In the email marketing text below, what did the writer find that none of the earlier emails promoting the product had done?

● Text segment
-- Start --

Making your income from marketing online means spending a lot of time testing and measuring, refining and retesting and then starting the process over again. The other day I was doing this with my email marketing campaigns, and I was struck by something...
I had run an email campaign promoting a product that was really quite good but had never sold all that well. It had really frustrated me, and in spite of myself I kept tweaking my efforts to try and get it to sell. Well, I was pleasantly surprised to find that my email marketing campaign for this product had finally yielded a pretty respectable return!
"At last!" I said to myself, "people are finally seeing what a great product this is!" And being the careful marketer that I am, I set out to immediately find out what I had done that made the difference...
The email I had sent had a very similar type of motivator to get the email opened that I had used successfully in the past, but had not made a difference marketing this particular product before, so I crossed that off...The length and link insertion was identical to my most successful email marketing campaigns...And the story my email told was relevant to the problem the product so ably solved...
Wait a minute!
I went back and reread each of the previous emails that I had sent out promoting this product. Not one of them told a story. I then went and pulled the articles and blog posts that I had used and again found that not once had I promoted this product by telling a story about my own experiences...

-- End --

● Data extract
-- Start --

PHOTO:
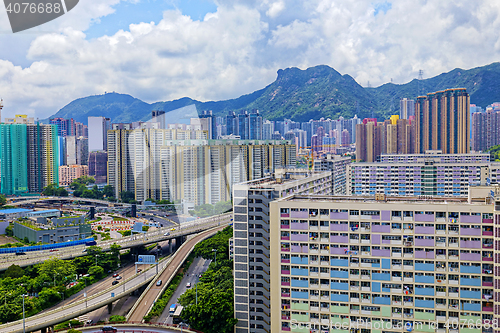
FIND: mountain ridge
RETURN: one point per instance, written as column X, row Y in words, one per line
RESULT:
column 300, row 95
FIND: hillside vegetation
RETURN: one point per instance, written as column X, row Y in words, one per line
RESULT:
column 301, row 95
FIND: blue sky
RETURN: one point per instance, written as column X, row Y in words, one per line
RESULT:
column 222, row 49
column 129, row 12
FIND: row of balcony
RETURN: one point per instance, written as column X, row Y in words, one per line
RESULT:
column 390, row 228
column 386, row 215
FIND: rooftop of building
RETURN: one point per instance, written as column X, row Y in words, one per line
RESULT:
column 286, row 177
column 45, row 211
column 478, row 195
column 14, row 210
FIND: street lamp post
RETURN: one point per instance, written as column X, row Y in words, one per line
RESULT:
column 24, row 319
column 215, row 250
column 85, row 294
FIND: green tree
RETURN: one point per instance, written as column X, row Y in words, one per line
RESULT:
column 97, row 193
column 96, row 271
column 85, row 180
column 77, row 189
column 72, row 330
column 214, row 311
column 13, row 271
column 127, row 196
column 117, row 319
column 49, row 190
column 61, row 192
column 48, row 296
column 88, row 194
column 56, row 270
column 9, row 231
column 108, row 191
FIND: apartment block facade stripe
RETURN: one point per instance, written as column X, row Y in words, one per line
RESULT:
column 396, row 265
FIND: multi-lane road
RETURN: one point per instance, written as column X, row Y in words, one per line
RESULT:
column 146, row 301
column 168, row 267
column 188, row 228
column 198, row 267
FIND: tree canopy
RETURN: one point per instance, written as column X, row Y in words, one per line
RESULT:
column 214, row 312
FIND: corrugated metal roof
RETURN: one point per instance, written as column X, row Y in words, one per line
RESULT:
column 14, row 210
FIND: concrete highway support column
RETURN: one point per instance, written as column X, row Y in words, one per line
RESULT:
column 178, row 241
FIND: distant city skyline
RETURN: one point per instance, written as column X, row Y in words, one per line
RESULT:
column 216, row 50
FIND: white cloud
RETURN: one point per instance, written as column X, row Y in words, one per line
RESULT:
column 275, row 8
column 239, row 48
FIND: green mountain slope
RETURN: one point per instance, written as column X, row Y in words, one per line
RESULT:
column 301, row 95
column 481, row 83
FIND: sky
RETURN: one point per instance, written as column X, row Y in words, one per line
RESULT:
column 160, row 50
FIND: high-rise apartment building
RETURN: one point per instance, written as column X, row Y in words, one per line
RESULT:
column 443, row 122
column 242, row 125
column 393, row 136
column 252, row 248
column 98, row 166
column 393, row 265
column 65, row 127
column 231, row 123
column 435, row 174
column 254, row 126
column 13, row 159
column 209, row 124
column 168, row 164
column 406, row 108
column 98, row 127
column 158, row 116
column 68, row 173
column 69, row 127
column 43, row 156
column 337, row 165
column 76, row 150
column 485, row 129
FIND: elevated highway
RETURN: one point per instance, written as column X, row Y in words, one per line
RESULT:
column 35, row 199
column 107, row 296
column 152, row 293
column 185, row 229
column 138, row 328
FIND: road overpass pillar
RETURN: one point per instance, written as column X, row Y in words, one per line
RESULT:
column 178, row 241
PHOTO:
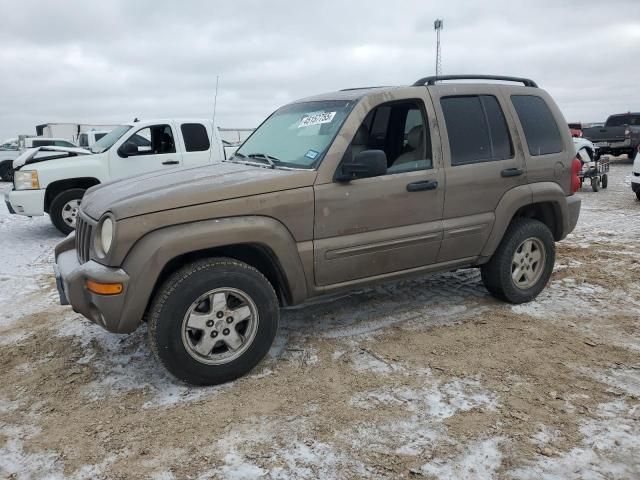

-- End --

● Correct response
None of them told a story.